Set problem.
Decide whether each statement agrees with the game thread excerpt below, answering yes or no and quoting the deciding words: 1. When the figure stops spinning, it stands almost 8 feet tall. 2. The blocks in the room are about three feet tall. 3. The map of the room is finished.

START Page excerpt

All of this is noticed in glances during what comes next, for in the center of the room the source of that strange rhythm is revealed.  A grey and white figure whirls through the air leaping from block to block effortlessly, its rapidly spinning form barely distinguishable as humanoid, because of the speed at which it turns.  It hops from one bony, bladelike appendage, turning cartwheels while it rotates like a top – sometimes balancing on a leg and at other times on an arm.  At last it stops and stands erect, revealing a lithe, grey skinned body almost 8 feet tall, a mouthless face with blank yellow eyes, and legs and arms that resemble sword blades from the knees and elbows down.

As it sees you it leaps towards you beginning to spin in mid air, razor sharp arms outstretched towards you leaving no doubt of its intentions towards you.

[sblock=OOC]
Gnomes and Dwarves, your dance partner eagerly seeks your embrace, who will be first?
Post your actions and include your initiative remembering that we will be using invisible castle for the rolls this time around.
I don’t have the map done yet, but you’ve waited long enough for some action.  The important features of this room are the blocks, they are about three feet tall and are everywhere.  Winding your way between the blocks will take care and attention moving quickly among them will result in a lot of bruises.  
[/sblock]


----------



## FreeXenon (Mar 29, 2008)

*Brorgar (Male Dwarf Tank 3) -- AC: 23; HP 34/34; Init: 14*

Brorgar steps into the room a little bit to give him some distance between the more squishy members of the group and so he can intercept  Mr. Hoppity Blade-Appendage Thingy.

END Page excerpt
START Dataset excerpts

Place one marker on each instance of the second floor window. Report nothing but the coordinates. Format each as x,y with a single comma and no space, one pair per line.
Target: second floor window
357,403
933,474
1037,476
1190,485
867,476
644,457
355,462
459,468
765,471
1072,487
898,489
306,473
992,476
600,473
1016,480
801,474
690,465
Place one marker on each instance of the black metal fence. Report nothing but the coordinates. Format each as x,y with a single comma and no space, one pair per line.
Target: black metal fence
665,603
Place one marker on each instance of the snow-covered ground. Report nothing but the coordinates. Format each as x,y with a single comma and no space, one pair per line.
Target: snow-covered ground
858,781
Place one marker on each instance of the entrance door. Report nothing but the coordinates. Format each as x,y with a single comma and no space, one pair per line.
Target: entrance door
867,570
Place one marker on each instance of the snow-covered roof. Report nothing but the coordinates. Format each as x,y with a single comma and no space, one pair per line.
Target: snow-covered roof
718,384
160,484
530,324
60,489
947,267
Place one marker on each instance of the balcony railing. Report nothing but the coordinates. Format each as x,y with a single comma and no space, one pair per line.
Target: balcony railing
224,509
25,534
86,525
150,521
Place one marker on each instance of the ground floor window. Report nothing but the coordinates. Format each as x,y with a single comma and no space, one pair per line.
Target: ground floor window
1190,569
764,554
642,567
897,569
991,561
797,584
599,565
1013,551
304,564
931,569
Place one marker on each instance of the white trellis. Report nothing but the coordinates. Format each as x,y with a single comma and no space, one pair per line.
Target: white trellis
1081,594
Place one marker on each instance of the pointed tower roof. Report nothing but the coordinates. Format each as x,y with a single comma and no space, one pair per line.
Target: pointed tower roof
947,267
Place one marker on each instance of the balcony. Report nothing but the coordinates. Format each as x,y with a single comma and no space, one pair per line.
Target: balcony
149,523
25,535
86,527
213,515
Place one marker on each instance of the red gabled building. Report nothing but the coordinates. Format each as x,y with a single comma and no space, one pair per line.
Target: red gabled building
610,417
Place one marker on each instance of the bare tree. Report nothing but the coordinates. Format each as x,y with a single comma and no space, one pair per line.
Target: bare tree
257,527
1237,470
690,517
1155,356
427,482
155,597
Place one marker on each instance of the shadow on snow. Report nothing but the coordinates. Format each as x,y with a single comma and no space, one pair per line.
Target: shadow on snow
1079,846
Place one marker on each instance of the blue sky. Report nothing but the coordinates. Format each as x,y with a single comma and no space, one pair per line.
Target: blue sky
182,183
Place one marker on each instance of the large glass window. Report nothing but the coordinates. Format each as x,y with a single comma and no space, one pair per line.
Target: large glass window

END Dataset excerpts

Task result.
1. Yes: "a lithe, grey skinned body almost 8 feet tall"
2. Yes: "they are about three feet tall"
3. No: "I don’t have the map done yet"